Your task
Copy the rows word for word, starting at the line that contains "mask job: parked car" and ending at the end of the rows, with the pictures left out.

Given data
= = = = = = =

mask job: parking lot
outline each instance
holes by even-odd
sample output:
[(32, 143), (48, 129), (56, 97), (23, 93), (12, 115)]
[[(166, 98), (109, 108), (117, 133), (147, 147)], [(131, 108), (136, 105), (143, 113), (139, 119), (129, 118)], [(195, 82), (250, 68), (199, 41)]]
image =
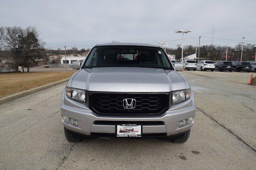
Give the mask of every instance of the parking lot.
[(187, 142), (69, 143), (61, 122), (62, 84), (0, 105), (0, 168), (255, 169), (256, 86), (248, 85), (251, 73), (181, 73), (197, 108)]

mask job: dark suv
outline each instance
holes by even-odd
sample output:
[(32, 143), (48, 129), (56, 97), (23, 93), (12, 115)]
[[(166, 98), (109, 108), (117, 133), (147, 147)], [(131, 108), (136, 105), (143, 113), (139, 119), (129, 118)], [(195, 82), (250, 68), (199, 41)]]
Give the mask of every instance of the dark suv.
[(233, 71), (233, 64), (230, 61), (218, 61), (215, 63), (215, 70), (218, 70), (220, 71), (227, 70), (231, 72)]
[(249, 72), (252, 70), (252, 65), (248, 62), (235, 61), (234, 62), (233, 68), (234, 70), (238, 72), (243, 71)]

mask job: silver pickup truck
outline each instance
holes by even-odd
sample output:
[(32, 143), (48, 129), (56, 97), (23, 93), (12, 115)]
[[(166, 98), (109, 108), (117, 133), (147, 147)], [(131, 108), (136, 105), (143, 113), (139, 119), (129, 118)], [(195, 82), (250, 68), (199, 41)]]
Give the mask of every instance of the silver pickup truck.
[(63, 90), (60, 106), (66, 139), (165, 139), (186, 142), (196, 107), (187, 80), (163, 49), (141, 43), (98, 44)]

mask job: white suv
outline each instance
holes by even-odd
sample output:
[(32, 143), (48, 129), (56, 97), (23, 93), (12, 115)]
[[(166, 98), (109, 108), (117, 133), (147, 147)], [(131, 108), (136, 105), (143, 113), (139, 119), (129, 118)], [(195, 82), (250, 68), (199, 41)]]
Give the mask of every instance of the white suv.
[(185, 70), (196, 70), (196, 63), (194, 60), (184, 60), (182, 64), (184, 66)]
[(209, 70), (214, 71), (215, 67), (215, 63), (212, 61), (202, 60), (198, 61), (196, 65), (196, 69), (200, 69), (201, 71)]

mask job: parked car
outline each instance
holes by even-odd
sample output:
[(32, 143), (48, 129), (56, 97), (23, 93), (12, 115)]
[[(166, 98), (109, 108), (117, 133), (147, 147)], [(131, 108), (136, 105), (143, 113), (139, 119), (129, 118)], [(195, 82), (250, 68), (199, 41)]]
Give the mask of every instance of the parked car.
[(232, 72), (233, 71), (233, 63), (231, 61), (218, 61), (215, 63), (215, 70), (220, 71), (226, 70)]
[(252, 70), (252, 66), (250, 63), (249, 62), (235, 61), (233, 67), (234, 70), (238, 72), (243, 71), (249, 72)]
[(185, 70), (196, 70), (196, 63), (194, 60), (183, 60), (182, 64), (184, 66)]
[(252, 62), (250, 64), (252, 66), (252, 71), (256, 72), (256, 62)]
[[(118, 55), (126, 59), (117, 60)], [(160, 47), (98, 44), (82, 64), (75, 61), (72, 68), (78, 70), (67, 83), (60, 105), (68, 141), (101, 137), (160, 138), (177, 143), (188, 140), (195, 114), (194, 95)], [(183, 68), (175, 64), (178, 71)], [(132, 131), (124, 133), (124, 129)]]
[(198, 61), (196, 64), (196, 69), (201, 71), (206, 71), (210, 70), (212, 71), (214, 70), (215, 63), (210, 61), (201, 60)]

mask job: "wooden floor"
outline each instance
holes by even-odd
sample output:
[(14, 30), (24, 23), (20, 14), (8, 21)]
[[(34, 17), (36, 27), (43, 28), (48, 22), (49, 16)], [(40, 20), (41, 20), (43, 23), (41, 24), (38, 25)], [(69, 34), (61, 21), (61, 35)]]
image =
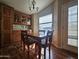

= = = = = = =

Right answer
mask job: parked car
outline each instance
holes by even-odd
sample output:
[(32, 143), (48, 129), (56, 97), (23, 93), (12, 115)]
[[(166, 98), (109, 108), (117, 133), (147, 147)], [(131, 108), (136, 105), (143, 113), (139, 119), (129, 118)], [(195, 82), (250, 68), (199, 41)]]
Give the mask of every instance of the parked car.
[(232, 72), (233, 71), (233, 63), (231, 61), (218, 61), (215, 63), (215, 70), (220, 71), (226, 70)]
[(252, 70), (252, 66), (250, 63), (249, 62), (235, 61), (233, 67), (234, 70), (238, 72), (243, 71), (249, 72)]
[(185, 70), (196, 70), (196, 63), (194, 60), (183, 60), (182, 64), (184, 66)]
[(252, 62), (250, 64), (252, 66), (252, 71), (256, 72), (256, 62)]
[[(118, 55), (126, 59), (117, 60)], [(160, 47), (98, 44), (82, 64), (75, 61), (72, 68), (78, 70), (67, 83), (60, 105), (68, 141), (101, 137), (160, 138), (177, 143), (188, 140), (195, 114), (194, 95)], [(183, 68), (175, 64), (178, 71)], [(132, 131), (124, 133), (124, 129)]]
[(198, 61), (196, 64), (196, 69), (201, 71), (206, 71), (210, 70), (212, 71), (214, 70), (215, 63), (210, 61), (201, 60)]

mask job: "wooden floor"
outline each instance
holes by even-odd
sample output:
[(14, 30), (24, 23), (20, 14), (8, 21)]
[[(34, 17), (36, 27), (43, 28), (48, 22), (49, 16)], [(40, 20), (41, 20), (43, 23), (41, 24), (38, 25)], [(69, 34), (61, 21), (61, 35)]]
image =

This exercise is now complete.